Document passage:
▬▬▬▬▬▬▬▬▬▬
Tuesday, July 15, 2025

My stroke is happening soon I should move properly before my heart explodes

 I have a drink in my hand that feels so much better than my bed my grandma said I never had real friends the ones that share coke and are barflys aren’t the ones that will help you stand or be there for eulogies these aren’t the people that have seen the best of me

Every song I sang was about those women and men if they don’t see my funeral it will never happen then

The happiest you can be is if someone says the love you deeply so you turn a blind eye to all their lies, everyone is human loyalty doesn’t exist in relationships with alcohol and tounge kisses. Make you a husband make you a Misses there’s no loyalty in New York Coke and I’m done with pretty metaphors deeply don’t care anymore 

Love for a week is better than a year missing you for a month is romantic enough. Give your number to a dealer I don’t win and you get everything and I actually am happy for you I learned to fall lightly in love it will never knock me out anymore that’s what drug dealers are for.
▬▬▬▬▬▬▬▬▬▬
State whether each statement below agrees with the passage above. Answer yes or no, and quote the words of the passage that decide it.
1. The speaker's grandma said the speaker never had real friends.
2. The speaker holds that there is loyalty in New York.
3. Love for a year is said to be better than love for a week.
▬▬▬▬▬▬▬▬▬▬
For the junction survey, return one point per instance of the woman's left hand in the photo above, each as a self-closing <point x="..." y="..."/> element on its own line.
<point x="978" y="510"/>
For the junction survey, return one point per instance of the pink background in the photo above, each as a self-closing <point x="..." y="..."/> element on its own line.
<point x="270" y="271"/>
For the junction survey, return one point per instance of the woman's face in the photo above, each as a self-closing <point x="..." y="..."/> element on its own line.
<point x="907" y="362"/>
▬▬▬▬▬▬▬▬▬▬
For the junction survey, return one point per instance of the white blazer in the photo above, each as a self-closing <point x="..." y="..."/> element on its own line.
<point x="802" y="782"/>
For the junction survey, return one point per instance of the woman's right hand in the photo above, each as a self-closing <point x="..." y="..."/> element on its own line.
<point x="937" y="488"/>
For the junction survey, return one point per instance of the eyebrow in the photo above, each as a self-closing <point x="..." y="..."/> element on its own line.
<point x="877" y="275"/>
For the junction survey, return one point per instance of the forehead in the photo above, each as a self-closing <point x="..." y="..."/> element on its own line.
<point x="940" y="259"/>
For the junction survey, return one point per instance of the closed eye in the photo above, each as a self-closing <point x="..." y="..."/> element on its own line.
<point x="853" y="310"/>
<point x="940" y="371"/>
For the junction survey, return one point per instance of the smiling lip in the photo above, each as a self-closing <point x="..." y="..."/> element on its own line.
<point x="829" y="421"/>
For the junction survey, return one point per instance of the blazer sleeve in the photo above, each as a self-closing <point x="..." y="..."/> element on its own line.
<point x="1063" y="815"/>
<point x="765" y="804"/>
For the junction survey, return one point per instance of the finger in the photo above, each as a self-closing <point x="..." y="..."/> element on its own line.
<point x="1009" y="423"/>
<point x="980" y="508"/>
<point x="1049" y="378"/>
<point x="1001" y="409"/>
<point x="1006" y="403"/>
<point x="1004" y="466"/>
▬▬▬▬▬▬▬▬▬▬
Reply:
1. Yes: "my grandma said I never had real friends"
2. No: "there’s no loyalty in New York"
3. No: "Love for a week is better than a year"